**PROBLEM DESCRIPTION:** Pictures excluded, return every entry exactly, please.

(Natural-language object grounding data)
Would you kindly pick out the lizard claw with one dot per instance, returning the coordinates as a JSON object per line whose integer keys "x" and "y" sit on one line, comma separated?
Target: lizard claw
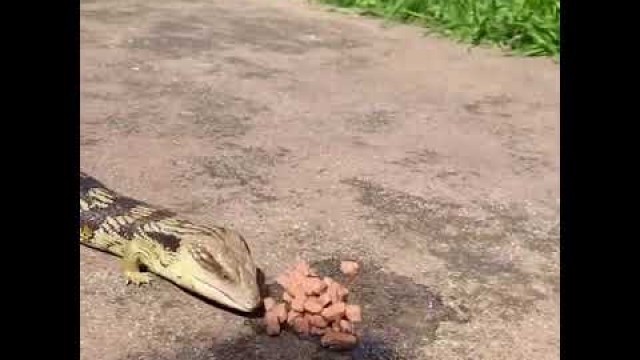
{"x": 137, "y": 278}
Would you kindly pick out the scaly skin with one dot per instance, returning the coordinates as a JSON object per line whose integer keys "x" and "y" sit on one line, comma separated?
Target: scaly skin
{"x": 211, "y": 261}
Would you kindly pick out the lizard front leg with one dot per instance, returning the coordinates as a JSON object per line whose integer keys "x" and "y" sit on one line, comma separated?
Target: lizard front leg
{"x": 132, "y": 261}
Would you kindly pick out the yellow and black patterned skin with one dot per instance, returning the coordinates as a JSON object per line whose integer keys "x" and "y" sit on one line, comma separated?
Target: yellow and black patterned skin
{"x": 213, "y": 262}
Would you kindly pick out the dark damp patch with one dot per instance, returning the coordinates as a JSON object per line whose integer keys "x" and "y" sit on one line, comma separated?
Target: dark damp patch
{"x": 168, "y": 241}
{"x": 399, "y": 317}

**WRITTEN SOLUTION:**
Would you kindly pick out the lizard claw with one dot per instance, returning the coordinates as a JSON object per line whose integer keys "x" and "y" sit on one line, comma separated?
Target: lizard claw
{"x": 137, "y": 278}
Would you kindly pick out the scaly skin with one dot per instance, returning the coordinates as a JSON object per line whose integer keys "x" and "y" sit on one line, comma separated?
Target: scaly skin
{"x": 211, "y": 261}
Would you kindly pick out the lizard front leg with one dot per instance, returning the coordinates as a JSON object per line whose integer keys "x" and "y" sit on one line, comma separated?
Target: lizard front leg
{"x": 132, "y": 261}
Would you kindly pick out the yellow and black patterned skin with one dot per instance, returning the coordinates as a JSON object per line whose integer keys "x" and "y" sit on one line, comma separated?
Target: yellow and black patterned skin
{"x": 213, "y": 262}
Would you kindly pick out the dark damp patch with one dot per instance, returning the coordinates as a JSON object per line whose integer keys "x" and "y" sit on one line, comma separated?
Target: dark damp patch
{"x": 168, "y": 241}
{"x": 399, "y": 317}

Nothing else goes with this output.